** EXTRACT TO READ **
Start of Block

Chamber tombs are cut from bedrock and usually divide into a tripartite structure of dromos, stomion ('threshold') and thalamos ('chamber'). Some examples include pits, side chambers or niches into which primary or secondary burials may have been deposited. The division between dromos, stomion and thalamos has been interpreted as the creation of a "boundary zone between the living and the dead". The size, elaboration and monumentality of Mycenaean chamber tombs varies considerably, as do the grave goods found within them, suggesting that they were used for the burials of people across a wide range of social strata.

Scholars debate the relationship in design between chamber tombs and tholoi, which appeared in Greece approximately simultaneously at the end of MH III, and were both first used in Messenia. According to one school of thought, chamber tombs became popular in imitation of tholoi, following the same fundamental form but avoiding the significant expenditure of resources and labour in constructing a tomb from ashlar masonry. Another interpretation sees chamber tombs as a successor to Middle Helladic tumulus burial, developing in parallel with tholoi rather than as an imitation of them.

The specific design of chamber tombs could vary according to local geographic and social considerations. At Thorikos, for instance, so-called "built" chamber tombs of limestone masonry, with short passages approaching one side of the thalamos, were constructed, likely in response to the hard limestone ground, which would have made cutting a long dromos impractical. At Thebes, the so-called "Painted Chamber" tomb has two parallel dromoi, approaching two large chambers, connected by a doorway.

End of Block

** INSTRUCTIONS **
a) Answer these from the passage on Mycenaean chamber tombs:
(i) Into which three parts are chamber tombs usually divided?
(ii) In which region were both chamber tombs and tholoi first used?
(iii) What were the "built" chamber tombs at Thorikos made of?
b) According to the passage on Mycenaean chamber tombs, why were the "built" chamber tombs at Thorikos given short passages approaching one side of the thalamos?
The items that come next have no connection to the passage on chamber tombs.

** SUPPLIED INFORMATION **
Start of Block

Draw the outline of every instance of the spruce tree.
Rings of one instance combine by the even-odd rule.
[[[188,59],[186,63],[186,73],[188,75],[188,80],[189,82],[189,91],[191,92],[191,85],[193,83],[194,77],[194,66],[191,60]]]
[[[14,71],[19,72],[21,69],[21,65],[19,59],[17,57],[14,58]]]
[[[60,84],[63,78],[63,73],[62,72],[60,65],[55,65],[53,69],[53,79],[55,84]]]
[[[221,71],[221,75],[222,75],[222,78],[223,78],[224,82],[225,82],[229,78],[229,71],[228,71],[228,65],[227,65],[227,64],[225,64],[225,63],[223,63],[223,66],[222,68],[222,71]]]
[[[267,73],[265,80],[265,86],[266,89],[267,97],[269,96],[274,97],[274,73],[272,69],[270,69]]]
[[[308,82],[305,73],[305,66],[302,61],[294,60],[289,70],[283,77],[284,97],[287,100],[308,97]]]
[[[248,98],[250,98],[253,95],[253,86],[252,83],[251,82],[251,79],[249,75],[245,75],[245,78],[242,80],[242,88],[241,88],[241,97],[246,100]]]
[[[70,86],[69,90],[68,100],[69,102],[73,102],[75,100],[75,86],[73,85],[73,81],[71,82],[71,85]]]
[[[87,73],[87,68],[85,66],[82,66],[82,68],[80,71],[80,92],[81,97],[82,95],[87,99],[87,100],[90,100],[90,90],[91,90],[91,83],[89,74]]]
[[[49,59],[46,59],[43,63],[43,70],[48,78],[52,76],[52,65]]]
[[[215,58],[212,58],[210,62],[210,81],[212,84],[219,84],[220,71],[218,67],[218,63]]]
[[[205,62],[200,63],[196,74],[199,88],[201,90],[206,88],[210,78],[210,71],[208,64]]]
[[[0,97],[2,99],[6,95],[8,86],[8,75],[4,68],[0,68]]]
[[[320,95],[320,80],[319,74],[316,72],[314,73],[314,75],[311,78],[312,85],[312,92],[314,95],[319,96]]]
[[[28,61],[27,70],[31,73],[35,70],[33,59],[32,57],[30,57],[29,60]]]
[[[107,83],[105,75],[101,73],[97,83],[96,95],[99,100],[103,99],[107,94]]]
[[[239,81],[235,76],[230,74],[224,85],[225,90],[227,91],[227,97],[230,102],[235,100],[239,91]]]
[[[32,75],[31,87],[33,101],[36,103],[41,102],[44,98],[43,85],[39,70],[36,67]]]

End of Block

** ANSWER SECTION **
a)
(i) Dromos, stomion ('threshold') and thalamos ('chamber').
(ii) Messenia.
(iii) Limestone masonry.

b) The ground at Thorikos was hard limestone, which would have made cutting a long dromos impractical. The short passages were likely a response to that.